PROBLEM REQUIREMENTS:
With the line containing "point: the sky" as the start and the line containing "point: the tall" as the end, transcribe that span of the entries below exactly, including both.

Records contained in a dataset:

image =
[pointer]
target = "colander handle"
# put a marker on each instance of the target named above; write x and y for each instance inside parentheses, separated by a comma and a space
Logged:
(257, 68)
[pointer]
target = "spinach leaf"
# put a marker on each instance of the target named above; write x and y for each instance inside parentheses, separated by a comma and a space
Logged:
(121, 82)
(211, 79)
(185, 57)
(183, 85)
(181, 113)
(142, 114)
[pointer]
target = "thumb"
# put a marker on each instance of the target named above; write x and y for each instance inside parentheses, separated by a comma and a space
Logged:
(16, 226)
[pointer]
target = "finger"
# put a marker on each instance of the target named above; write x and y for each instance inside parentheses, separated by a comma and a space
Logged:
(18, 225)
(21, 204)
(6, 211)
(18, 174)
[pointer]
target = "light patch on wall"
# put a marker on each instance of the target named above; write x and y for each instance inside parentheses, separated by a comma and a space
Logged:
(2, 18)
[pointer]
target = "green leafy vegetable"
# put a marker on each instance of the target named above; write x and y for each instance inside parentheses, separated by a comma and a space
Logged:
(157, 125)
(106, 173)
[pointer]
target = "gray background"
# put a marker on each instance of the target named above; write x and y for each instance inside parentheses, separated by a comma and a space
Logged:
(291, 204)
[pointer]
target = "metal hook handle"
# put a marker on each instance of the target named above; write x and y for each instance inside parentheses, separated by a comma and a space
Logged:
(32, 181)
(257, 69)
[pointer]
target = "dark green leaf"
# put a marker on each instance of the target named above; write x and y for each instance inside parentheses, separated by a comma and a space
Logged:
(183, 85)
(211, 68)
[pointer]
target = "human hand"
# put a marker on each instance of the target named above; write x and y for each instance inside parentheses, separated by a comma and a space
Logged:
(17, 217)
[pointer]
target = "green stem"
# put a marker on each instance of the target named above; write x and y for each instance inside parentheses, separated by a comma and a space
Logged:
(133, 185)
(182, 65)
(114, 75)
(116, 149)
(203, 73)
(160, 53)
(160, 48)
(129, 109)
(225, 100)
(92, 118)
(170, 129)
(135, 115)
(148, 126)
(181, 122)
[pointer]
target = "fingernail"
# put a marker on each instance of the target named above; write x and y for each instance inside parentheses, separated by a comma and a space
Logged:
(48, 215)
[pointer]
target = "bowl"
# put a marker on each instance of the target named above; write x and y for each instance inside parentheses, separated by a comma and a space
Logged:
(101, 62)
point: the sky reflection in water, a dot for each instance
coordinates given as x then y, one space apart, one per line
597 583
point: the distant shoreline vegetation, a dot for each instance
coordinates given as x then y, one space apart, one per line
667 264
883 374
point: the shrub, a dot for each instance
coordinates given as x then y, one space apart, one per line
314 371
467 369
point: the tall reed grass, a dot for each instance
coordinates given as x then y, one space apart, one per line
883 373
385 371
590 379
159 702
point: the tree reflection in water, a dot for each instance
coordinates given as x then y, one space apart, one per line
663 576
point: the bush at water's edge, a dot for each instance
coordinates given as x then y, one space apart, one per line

TASK RESULT:
point: the sky reflection in water, a dot for each instance
coordinates given as x then y, one space apart, one per line
597 583
point: the distant shoreline vegetation, a dot for each instance
coordinates given as x then y, one space apart, one per line
667 264
883 374
point: the shrub, a dot for each instance
coordinates given as x then y, one space apart, one per line
314 371
467 369
point: the tall reed grass, a dot for each instance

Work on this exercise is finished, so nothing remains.